Task to carry out = Reproduce the following passage about sound patterns in verse in full, word for word.

Selected passage =
This may have been observed in some of the quotations
already given, and will be continually in all fine verse
when analyzed.
In that splendid
and sonorous line in "Paradise Lost,"
"Busiris
and his Memphian chivalry,"
note,
as parallelism, the congruence of "ris" and
"ry," and also that of "ris" and
"his," and of "phi" and "iv";
likewise the syzygy of the two s's in "Busiris"
and the z-sound in "his," and the i-syzygy
in ris-his-phi-chiv-ry. See how the first three
i's, unapparent and unaccented, seem to exercise a certain
attraction that draws the melody from the strong opposition
of "Bu" and "si" in the first foot,
through the gradation a-e-a into the parallelism of
the last two accented i's. All this may seem over-refinement
to some, but not to those who by study and practice
have become familiar with the mystery of sound. Indeed,
it is by these very niceties that the true craftsmaster
may always be known. They cannot be well done of malice
prepense, but conscious, prentice work will nevertheless
lead toward an unconscious habit that increases the
skill of the poet. "The habit of noting such sequences,"
says Lanier, "will presently breed in the mind
that unconscious care of them which will guide the thought,
in its working, toward the proper combinations."

Segmentation mask rows =
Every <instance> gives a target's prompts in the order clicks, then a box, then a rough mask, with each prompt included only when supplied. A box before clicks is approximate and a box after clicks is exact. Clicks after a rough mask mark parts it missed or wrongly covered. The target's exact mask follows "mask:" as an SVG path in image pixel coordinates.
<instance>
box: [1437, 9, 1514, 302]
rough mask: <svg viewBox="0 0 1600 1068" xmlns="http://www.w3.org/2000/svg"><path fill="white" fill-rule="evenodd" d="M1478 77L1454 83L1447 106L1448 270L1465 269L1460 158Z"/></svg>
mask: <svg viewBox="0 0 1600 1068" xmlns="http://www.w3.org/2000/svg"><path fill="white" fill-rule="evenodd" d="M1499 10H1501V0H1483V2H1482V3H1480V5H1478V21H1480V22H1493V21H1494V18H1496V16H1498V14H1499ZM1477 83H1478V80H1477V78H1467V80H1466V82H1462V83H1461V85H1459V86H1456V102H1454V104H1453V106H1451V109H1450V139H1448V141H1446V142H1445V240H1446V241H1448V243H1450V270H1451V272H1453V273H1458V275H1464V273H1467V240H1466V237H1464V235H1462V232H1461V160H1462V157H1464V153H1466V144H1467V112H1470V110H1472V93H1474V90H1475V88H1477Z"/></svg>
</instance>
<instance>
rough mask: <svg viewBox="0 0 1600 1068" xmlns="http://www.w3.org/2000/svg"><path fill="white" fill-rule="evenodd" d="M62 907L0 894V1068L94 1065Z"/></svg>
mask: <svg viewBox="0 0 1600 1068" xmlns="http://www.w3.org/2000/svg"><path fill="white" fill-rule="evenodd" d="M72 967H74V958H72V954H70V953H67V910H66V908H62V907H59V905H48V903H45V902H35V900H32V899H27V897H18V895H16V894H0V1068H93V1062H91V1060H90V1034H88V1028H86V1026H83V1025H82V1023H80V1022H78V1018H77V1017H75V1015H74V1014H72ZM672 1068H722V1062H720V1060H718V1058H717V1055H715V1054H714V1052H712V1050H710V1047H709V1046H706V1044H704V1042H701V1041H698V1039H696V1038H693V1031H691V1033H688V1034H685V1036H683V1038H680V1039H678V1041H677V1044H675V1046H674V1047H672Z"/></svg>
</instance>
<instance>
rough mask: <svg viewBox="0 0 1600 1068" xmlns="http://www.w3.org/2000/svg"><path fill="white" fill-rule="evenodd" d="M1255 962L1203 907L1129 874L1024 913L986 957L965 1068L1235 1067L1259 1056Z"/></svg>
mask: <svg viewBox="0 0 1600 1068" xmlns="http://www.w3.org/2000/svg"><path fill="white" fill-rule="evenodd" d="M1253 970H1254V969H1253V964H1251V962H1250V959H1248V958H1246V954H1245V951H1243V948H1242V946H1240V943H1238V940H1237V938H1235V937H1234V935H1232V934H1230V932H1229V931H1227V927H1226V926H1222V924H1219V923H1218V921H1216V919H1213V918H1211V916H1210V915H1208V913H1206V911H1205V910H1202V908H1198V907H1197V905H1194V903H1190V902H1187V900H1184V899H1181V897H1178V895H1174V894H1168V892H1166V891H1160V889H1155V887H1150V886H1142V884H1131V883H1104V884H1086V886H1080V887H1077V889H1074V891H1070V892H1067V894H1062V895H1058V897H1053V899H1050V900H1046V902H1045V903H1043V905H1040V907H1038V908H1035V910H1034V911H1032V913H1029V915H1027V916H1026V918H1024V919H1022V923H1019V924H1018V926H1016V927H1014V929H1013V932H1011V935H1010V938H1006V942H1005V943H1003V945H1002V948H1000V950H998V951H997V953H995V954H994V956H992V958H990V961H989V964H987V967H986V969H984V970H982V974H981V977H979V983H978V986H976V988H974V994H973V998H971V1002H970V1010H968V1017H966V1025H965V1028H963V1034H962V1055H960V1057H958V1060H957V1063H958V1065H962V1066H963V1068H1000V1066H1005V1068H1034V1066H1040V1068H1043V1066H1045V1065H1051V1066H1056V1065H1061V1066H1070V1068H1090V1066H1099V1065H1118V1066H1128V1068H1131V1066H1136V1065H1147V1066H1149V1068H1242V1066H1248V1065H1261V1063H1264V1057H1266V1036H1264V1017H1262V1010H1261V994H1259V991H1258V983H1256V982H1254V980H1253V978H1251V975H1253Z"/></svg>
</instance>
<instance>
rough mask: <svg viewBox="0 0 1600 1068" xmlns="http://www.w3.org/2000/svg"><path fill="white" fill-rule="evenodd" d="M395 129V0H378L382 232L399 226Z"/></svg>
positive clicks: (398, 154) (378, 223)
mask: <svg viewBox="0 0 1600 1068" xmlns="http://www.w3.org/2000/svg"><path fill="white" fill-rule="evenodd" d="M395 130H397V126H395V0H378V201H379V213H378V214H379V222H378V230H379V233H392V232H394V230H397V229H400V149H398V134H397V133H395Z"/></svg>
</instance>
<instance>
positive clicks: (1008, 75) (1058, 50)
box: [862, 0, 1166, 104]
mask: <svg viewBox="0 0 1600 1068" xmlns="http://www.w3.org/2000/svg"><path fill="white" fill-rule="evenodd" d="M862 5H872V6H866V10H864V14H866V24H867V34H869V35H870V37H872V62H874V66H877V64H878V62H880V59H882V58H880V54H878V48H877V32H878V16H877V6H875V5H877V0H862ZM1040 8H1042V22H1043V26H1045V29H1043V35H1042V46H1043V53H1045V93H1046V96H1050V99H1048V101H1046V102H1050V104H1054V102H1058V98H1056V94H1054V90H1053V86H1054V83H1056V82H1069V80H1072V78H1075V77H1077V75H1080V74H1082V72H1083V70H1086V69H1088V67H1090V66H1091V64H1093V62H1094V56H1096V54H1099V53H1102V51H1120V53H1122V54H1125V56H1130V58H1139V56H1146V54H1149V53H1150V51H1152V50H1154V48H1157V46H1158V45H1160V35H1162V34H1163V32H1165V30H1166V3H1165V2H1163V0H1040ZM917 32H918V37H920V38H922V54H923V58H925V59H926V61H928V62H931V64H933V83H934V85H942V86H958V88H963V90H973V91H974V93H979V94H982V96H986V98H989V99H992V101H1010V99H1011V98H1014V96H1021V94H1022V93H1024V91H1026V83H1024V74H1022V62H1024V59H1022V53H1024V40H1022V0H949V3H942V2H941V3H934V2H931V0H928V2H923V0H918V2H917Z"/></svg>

Expected answer =
This may have been observed in some of the quotations
already given, and will be continually in all fine verse
when analyzed.
In that splendid
and sonorous line in "Paradise Lost,"
"Busiris
and his Memphian chivalry,"
note,
as parallelism, the congruence of "ris" and
"ry," and also that of "ris" and
"his," and of "phi" and "iv";
likewise the syzygy of the two s's in "Busiris"
and the z-sound in "his," and the i-syzygy
in ris-his-phi-chiv-ry. See how the first three
i's, unapparent and unaccented, seem to exercise a certain
attraction that draws the melody from the strong opposition
of "Bu" and "si" in the first foot,
through the gradation a-e-a into the parallelism of
the last two accented i's. All this may seem over-refinement
to some, but not to those who by study and practice
have become familiar with the mystery of sound. Indeed,
it is by these very niceties that the true craftsmaster
may always be known. They cannot be well done of malice
prepense, but conscious, prentice work will nevertheless
lead toward an unconscious habit that increases the
skill of the poet. "The habit of noting such sequences,"
says Lanier, "will presently breed in the mind
that unconscious care of them which will guide the thought,
in its working, toward the proper combinations."